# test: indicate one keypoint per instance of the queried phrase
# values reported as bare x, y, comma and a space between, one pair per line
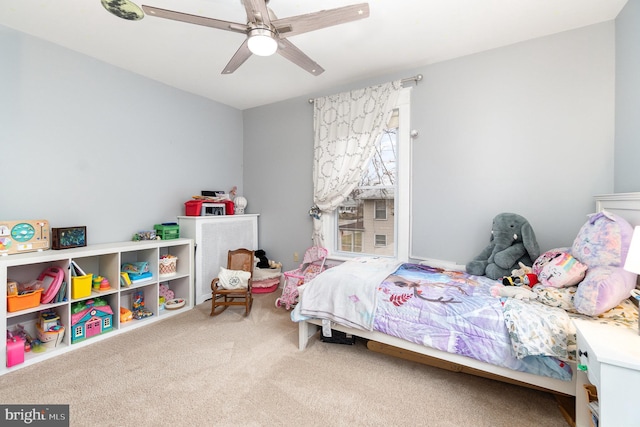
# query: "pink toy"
312, 265
51, 278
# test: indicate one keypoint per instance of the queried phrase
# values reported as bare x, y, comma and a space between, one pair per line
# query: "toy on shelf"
174, 304
101, 284
50, 330
89, 318
139, 310
125, 315
168, 265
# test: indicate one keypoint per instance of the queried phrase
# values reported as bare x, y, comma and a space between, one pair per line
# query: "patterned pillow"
556, 297
233, 279
558, 269
602, 244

**ABOUT THIS EXERCISE:** The records above should be reproduced exactly, with no pictures included.

**REPLY TO THE EXERCISE:**
# test: indicate one keypoint per instance of the queried phrase
# values reported as bare x, y, comma and a space between, one pair per line
# query: "pink toy"
312, 265
51, 278
# test: indicate one keypoint per instance of the queried phrase
# values reported as bare x, y, comma and a space between, one pair per line
# query: "toy on shelf"
174, 304
101, 284
50, 330
89, 318
139, 310
125, 315
168, 265
# test: indicate one keypoint per instance of the queried phrase
# values reported as bare x, y, comma and a space between, one pair per line
# query: "patterned pillow"
556, 297
233, 279
558, 269
602, 244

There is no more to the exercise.